● Data supplied
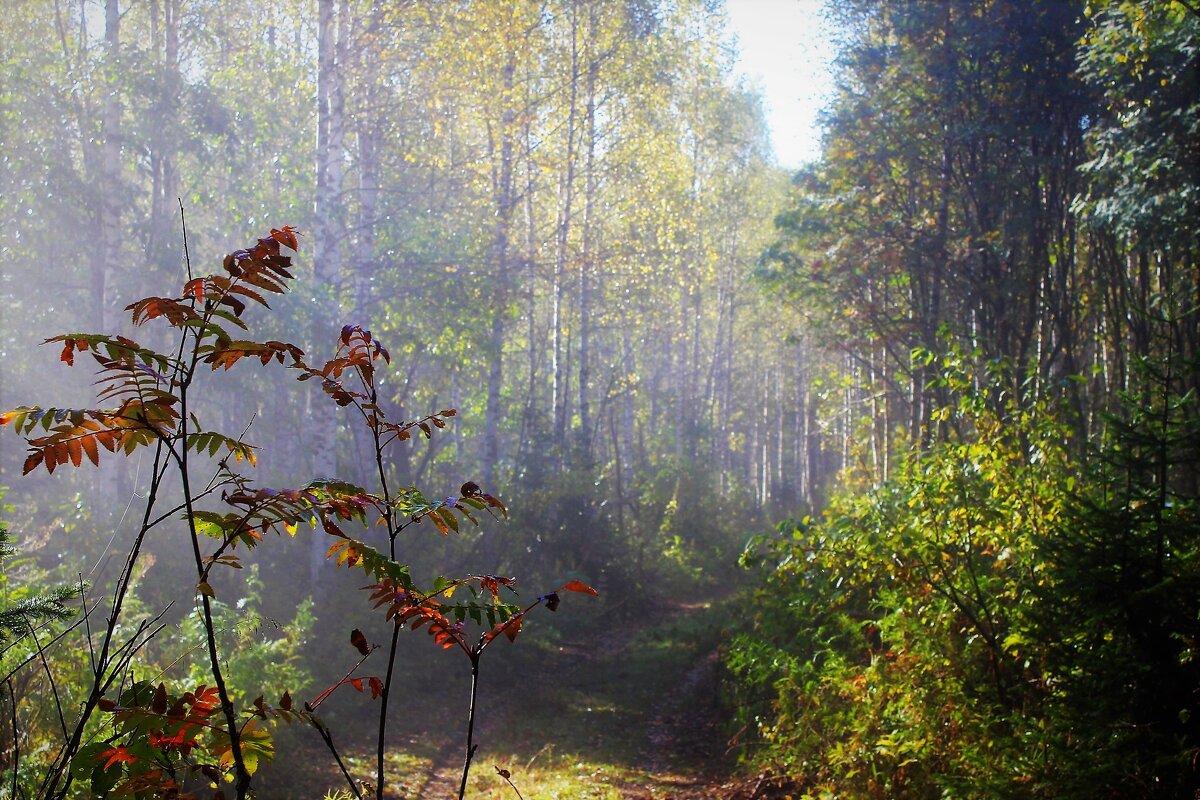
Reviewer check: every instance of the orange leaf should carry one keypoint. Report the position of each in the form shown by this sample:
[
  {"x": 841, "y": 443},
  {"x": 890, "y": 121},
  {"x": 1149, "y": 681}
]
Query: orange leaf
[
  {"x": 579, "y": 585},
  {"x": 119, "y": 755}
]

● Your instructions
With the pictures excluded, retype the records above verbatim.

● Written answer
Reviewer check: every instance of the orange leaf should carry one keypoint. Report the position of each in the form shown by this sample:
[
  {"x": 841, "y": 443},
  {"x": 890, "y": 121},
  {"x": 1149, "y": 681}
]
Query: orange leaf
[
  {"x": 579, "y": 585},
  {"x": 119, "y": 755}
]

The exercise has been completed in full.